Region labeling listing:
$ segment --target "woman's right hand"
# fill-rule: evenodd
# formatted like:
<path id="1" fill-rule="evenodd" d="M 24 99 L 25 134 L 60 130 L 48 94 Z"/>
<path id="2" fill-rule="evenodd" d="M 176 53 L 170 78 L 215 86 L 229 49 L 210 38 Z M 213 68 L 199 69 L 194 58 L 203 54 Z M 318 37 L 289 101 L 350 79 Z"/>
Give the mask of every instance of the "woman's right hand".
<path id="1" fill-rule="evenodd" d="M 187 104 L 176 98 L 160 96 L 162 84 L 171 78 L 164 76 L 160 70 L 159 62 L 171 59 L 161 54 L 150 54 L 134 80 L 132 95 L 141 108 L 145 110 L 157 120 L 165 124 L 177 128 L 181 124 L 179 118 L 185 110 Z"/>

==

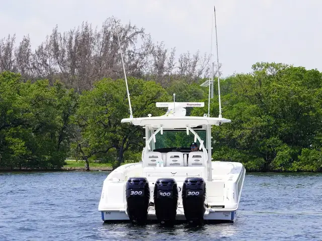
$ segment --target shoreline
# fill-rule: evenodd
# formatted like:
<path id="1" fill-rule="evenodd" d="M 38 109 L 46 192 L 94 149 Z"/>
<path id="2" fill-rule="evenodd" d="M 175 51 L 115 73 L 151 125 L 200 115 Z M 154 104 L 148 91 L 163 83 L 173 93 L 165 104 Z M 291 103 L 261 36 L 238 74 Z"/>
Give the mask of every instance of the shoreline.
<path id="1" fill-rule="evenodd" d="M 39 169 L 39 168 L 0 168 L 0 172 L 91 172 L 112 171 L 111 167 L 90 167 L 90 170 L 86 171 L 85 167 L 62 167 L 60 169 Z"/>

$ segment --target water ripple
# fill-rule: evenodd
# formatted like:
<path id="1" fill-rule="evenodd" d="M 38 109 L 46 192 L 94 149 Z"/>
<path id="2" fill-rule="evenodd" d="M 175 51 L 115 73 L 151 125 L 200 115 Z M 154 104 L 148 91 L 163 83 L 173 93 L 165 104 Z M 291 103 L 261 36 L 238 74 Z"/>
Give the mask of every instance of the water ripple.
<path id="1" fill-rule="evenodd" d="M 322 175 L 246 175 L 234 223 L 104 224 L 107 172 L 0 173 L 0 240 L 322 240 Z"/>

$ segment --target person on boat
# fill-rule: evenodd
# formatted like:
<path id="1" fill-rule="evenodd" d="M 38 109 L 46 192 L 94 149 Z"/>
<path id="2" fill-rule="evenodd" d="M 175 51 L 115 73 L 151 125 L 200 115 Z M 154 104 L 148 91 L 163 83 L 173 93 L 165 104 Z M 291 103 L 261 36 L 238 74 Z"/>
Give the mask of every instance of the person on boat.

Job
Rewrite the listing as a numbered list, taking only the lines from the one containing "--target person on boat" to the one containing "Give the mask of every instance of the person", both included. Omit any blank lines.

Reply to the exercise
1. $ segment --target person on boat
2. # fill-rule: evenodd
3. # formatted like:
4. <path id="1" fill-rule="evenodd" d="M 38 109 L 46 192 L 94 149 Z"/>
5. <path id="2" fill-rule="evenodd" d="M 175 51 L 115 73 L 151 125 L 200 115 Z M 154 104 L 148 91 L 163 83 L 173 93 L 165 104 Z M 291 103 L 261 36 L 238 74 Z"/>
6. Give the mask of every instance of the person on boat.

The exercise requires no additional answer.